> [Assigned task] Each entry below should be printed exactly, with every image left out.

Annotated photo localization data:
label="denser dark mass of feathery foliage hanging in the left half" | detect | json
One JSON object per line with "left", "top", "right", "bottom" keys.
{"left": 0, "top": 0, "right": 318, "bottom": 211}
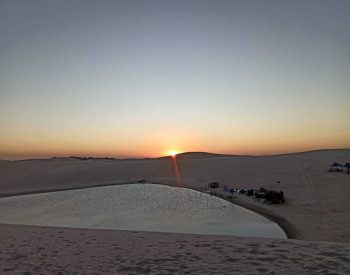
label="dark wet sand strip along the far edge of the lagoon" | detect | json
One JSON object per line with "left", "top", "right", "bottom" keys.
{"left": 0, "top": 181, "right": 292, "bottom": 239}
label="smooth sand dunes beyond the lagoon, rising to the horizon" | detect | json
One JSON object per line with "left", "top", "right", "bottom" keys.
{"left": 0, "top": 149, "right": 350, "bottom": 242}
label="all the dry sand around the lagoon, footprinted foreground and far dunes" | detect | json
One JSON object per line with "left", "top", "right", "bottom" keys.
{"left": 0, "top": 149, "right": 350, "bottom": 274}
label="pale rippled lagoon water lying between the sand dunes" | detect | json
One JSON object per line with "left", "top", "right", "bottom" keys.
{"left": 0, "top": 184, "right": 286, "bottom": 238}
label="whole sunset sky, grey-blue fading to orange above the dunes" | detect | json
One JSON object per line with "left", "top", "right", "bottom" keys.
{"left": 0, "top": 0, "right": 350, "bottom": 159}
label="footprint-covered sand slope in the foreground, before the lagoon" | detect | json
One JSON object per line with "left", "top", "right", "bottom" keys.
{"left": 0, "top": 225, "right": 350, "bottom": 275}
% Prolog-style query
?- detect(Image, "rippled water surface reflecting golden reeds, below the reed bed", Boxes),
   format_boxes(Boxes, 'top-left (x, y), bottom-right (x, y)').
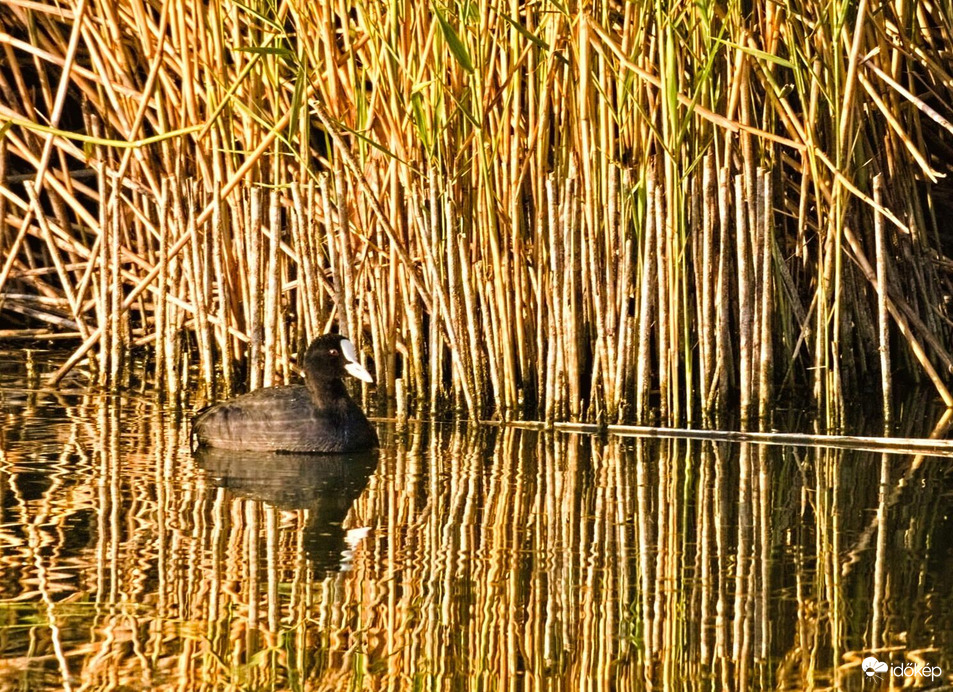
top-left (0, 353), bottom-right (953, 691)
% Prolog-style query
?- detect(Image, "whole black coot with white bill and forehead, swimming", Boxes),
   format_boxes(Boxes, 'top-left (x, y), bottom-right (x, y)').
top-left (192, 334), bottom-right (378, 454)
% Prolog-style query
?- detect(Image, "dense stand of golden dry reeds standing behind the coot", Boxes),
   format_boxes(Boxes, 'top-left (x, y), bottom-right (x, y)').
top-left (0, 0), bottom-right (953, 424)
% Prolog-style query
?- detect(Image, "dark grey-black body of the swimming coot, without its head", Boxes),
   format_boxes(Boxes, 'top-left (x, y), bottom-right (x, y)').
top-left (192, 383), bottom-right (377, 454)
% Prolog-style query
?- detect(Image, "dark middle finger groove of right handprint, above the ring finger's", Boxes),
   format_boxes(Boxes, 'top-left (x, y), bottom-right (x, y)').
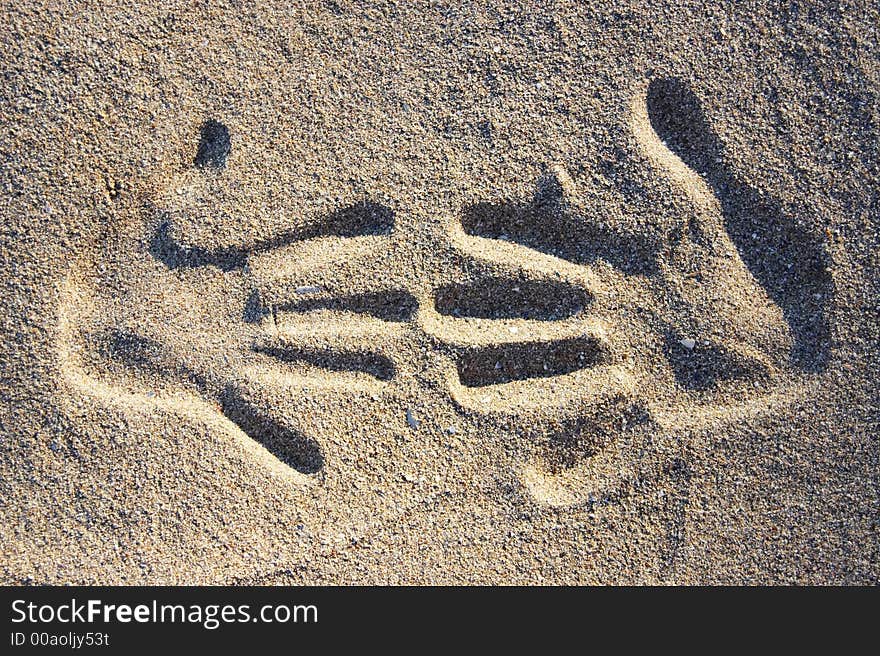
top-left (434, 276), bottom-right (592, 321)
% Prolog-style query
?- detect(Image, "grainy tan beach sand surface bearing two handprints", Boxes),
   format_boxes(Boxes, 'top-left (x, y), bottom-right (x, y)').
top-left (0, 0), bottom-right (880, 584)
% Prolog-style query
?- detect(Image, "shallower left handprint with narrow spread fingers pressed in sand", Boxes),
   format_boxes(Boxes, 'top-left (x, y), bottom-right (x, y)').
top-left (62, 187), bottom-right (415, 480)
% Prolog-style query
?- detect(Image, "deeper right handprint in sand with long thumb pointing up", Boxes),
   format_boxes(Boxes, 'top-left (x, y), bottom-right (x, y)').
top-left (419, 80), bottom-right (832, 504)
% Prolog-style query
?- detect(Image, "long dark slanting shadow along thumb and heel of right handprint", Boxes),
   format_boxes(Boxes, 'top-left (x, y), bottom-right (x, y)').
top-left (646, 78), bottom-right (833, 370)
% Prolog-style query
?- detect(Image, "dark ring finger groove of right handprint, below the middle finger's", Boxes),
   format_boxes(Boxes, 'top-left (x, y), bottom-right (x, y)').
top-left (458, 337), bottom-right (603, 387)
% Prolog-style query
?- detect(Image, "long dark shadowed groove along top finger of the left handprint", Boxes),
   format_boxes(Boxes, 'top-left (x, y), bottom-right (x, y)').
top-left (149, 201), bottom-right (394, 271)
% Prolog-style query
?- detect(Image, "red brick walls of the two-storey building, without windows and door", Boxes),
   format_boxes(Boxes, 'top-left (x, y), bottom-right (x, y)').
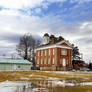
top-left (36, 48), bottom-right (72, 66)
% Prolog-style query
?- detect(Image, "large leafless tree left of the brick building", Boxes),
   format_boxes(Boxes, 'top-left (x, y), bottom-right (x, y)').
top-left (16, 33), bottom-right (40, 64)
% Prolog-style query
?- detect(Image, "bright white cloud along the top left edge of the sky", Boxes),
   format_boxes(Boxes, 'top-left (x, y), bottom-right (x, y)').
top-left (0, 0), bottom-right (43, 9)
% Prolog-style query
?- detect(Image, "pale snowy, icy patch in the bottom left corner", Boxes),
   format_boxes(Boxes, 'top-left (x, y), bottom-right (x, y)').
top-left (0, 81), bottom-right (31, 92)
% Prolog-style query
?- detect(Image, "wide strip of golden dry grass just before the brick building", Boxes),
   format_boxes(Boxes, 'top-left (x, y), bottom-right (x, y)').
top-left (0, 71), bottom-right (92, 82)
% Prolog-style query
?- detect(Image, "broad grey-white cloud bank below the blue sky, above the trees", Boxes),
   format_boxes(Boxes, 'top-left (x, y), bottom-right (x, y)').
top-left (0, 7), bottom-right (92, 60)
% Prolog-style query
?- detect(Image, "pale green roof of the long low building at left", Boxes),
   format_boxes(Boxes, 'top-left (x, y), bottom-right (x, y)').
top-left (0, 58), bottom-right (32, 64)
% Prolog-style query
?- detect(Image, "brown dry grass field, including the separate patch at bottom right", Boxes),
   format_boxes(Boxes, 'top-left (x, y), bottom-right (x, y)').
top-left (0, 71), bottom-right (92, 92)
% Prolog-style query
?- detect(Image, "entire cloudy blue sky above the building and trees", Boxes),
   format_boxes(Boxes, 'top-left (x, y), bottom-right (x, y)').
top-left (0, 0), bottom-right (92, 62)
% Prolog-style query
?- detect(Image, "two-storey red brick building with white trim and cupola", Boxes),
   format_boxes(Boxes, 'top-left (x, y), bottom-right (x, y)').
top-left (36, 33), bottom-right (72, 71)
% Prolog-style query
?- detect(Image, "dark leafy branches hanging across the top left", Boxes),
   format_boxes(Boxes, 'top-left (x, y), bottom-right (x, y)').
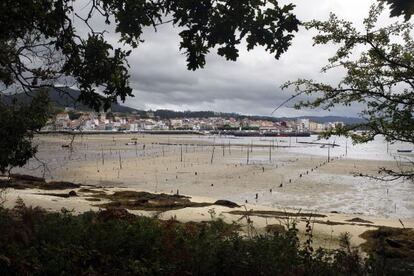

> [Output for this task]
label="denser dark mass of feathery foliage hanging in the left half" | detect | json
One JSON object per line with "left", "top", "right", "bottom" keys.
{"left": 0, "top": 0, "right": 318, "bottom": 211}
label="dark wet sand strip along the far edge of the lagoon" | detect | json
One JSON object per line with "left", "top", "right", "bottom" keys.
{"left": 0, "top": 181, "right": 292, "bottom": 239}
label="smooth sand dunes beyond the lagoon, rising to the horizon" | detect | json
One JSON object per line with "left", "top", "right", "bottom" keys.
{"left": 0, "top": 149, "right": 350, "bottom": 242}
label="all the dry sand around the lagoon, footprinted foreground and far dunes" | detect | json
One JSON object per line with "left", "top", "right", "bottom" keys.
{"left": 0, "top": 149, "right": 350, "bottom": 274}
label="pale rippled lagoon water lying between the sand dunes" | detect | json
One JSON object per line with "left", "top", "right", "bottom" keys.
{"left": 0, "top": 184, "right": 286, "bottom": 238}
label="whole sunset sky, grey-blue fading to orange above the dunes" | detect | json
One JSON object per line with "left", "top", "right", "bottom" keys.
{"left": 0, "top": 0, "right": 350, "bottom": 159}
label="footprint-covered sand slope in the foreground, before the lagoon" | detect | json
One JSON object per line with "left", "top", "right", "bottom" keys.
{"left": 0, "top": 225, "right": 350, "bottom": 275}
% Prolog-style query
?- detect(Image, "rippled water surface reflecting golden reeds, below the reed bed", Boxes),
   format_boxes(Boxes, 'top-left (x, y), bottom-right (x, y)').
top-left (0, 353), bottom-right (953, 691)
% Prolog-style query
?- detect(Image, "whole black coot with white bill and forehead, swimming", Boxes),
   format_boxes(Boxes, 'top-left (x, y), bottom-right (x, y)').
top-left (192, 334), bottom-right (378, 454)
% Prolog-style query
?- detect(Image, "dense stand of golden dry reeds standing behind the coot", Boxes),
   format_boxes(Boxes, 'top-left (x, y), bottom-right (x, y)').
top-left (0, 0), bottom-right (953, 424)
% Prolog-style query
?- detect(Image, "dark grey-black body of the swimming coot, without its head", Boxes),
   format_boxes(Boxes, 'top-left (x, y), bottom-right (x, y)').
top-left (192, 383), bottom-right (377, 454)
% Prolog-style query
?- detect(Image, "dark middle finger groove of right handprint, above the ring finger's", Boxes),
   format_boxes(Boxes, 'top-left (x, y), bottom-right (x, y)').
top-left (434, 276), bottom-right (592, 321)
% Prolog-style query
?- detect(Image, "grainy tan beach sand surface bearing two handprints", Boxes),
   format_boxes(Boxes, 'top-left (x, y), bottom-right (x, y)').
top-left (0, 0), bottom-right (880, 584)
% Prolog-style query
?- detect(Image, "shallower left handprint with narrow spread fingers pressed in sand", Boxes),
   format_boxes(Boxes, 'top-left (x, y), bottom-right (x, y)').
top-left (62, 187), bottom-right (415, 480)
% Prolog-style query
?- detect(Image, "deeper right handprint in sand with long thumb pointing up", Boxes),
   format_boxes(Boxes, 'top-left (x, y), bottom-right (x, y)').
top-left (419, 80), bottom-right (832, 504)
% Prolog-style query
?- detect(Image, "long dark slanting shadow along thumb and heel of right handprint", Boxes),
   format_boxes(Boxes, 'top-left (x, y), bottom-right (x, y)').
top-left (646, 78), bottom-right (833, 370)
% Prolog-style query
?- detect(Image, "dark ring finger groove of right handprint, below the middle finger's", Boxes),
   format_boxes(Boxes, 'top-left (x, y), bottom-right (x, y)').
top-left (458, 337), bottom-right (603, 387)
% Prolog-style query
?- detect(Image, "long dark shadowed groove along top finger of the left handprint", Boxes),
   format_boxes(Boxes, 'top-left (x, y), bottom-right (x, y)').
top-left (149, 201), bottom-right (394, 271)
% Prolog-style query
?- detect(Image, "red brick walls of the two-storey building, without windows and door", Boxes),
   format_boxes(Boxes, 'top-left (x, y), bottom-right (x, y)').
top-left (36, 48), bottom-right (72, 66)
% Prolog-style query
?- detect(Image, "large leafless tree left of the brick building", Boxes),
   format_boxes(Boxes, 'top-left (x, y), bottom-right (x, y)').
top-left (16, 33), bottom-right (40, 64)
% Prolog-style query
?- detect(Image, "bright white cloud along the top left edge of the sky", Boxes),
   format_boxes(Boxes, 'top-left (x, y), bottom-right (x, y)').
top-left (0, 0), bottom-right (43, 9)
% Prolog-style query
?- detect(Image, "pale snowy, icy patch in the bottom left corner", Boxes),
   format_boxes(Boxes, 'top-left (x, y), bottom-right (x, y)').
top-left (0, 81), bottom-right (31, 92)
% Prolog-style query
?- detect(Image, "wide strip of golden dry grass just before the brick building", Boxes),
   format_boxes(Boxes, 'top-left (x, y), bottom-right (x, y)').
top-left (0, 71), bottom-right (92, 82)
% Prolog-style query
?- detect(Image, "broad grey-white cloud bank below the blue sky, above the trees", Boxes),
   format_boxes(Boxes, 'top-left (x, y), bottom-right (x, y)').
top-left (0, 7), bottom-right (92, 60)
% Prolog-style query
?- detect(Image, "pale green roof of the long low building at left", Boxes),
   format_boxes(Boxes, 'top-left (x, y), bottom-right (x, y)').
top-left (0, 58), bottom-right (32, 64)
% Prolog-style query
?- detect(Image, "brown dry grass field, including the separate patch at bottom right", Boxes),
   format_boxes(Boxes, 'top-left (x, y), bottom-right (x, y)').
top-left (0, 71), bottom-right (92, 92)
% Prolog-style query
?- detect(Image, "entire cloudy blue sky above the building and trees", Boxes),
   format_boxes(Boxes, 'top-left (x, y), bottom-right (x, y)').
top-left (0, 0), bottom-right (92, 62)
% Prolog-style query
?- detect(Image, "two-storey red brick building with white trim and cupola", Boxes),
   format_boxes(Boxes, 'top-left (x, y), bottom-right (x, y)').
top-left (36, 33), bottom-right (72, 71)
% Prolog-style query
?- detect(Image, "dark leafy branches hanging across the top left", Boxes),
   format_boxes(Boxes, 'top-left (x, y), bottom-right (x, y)').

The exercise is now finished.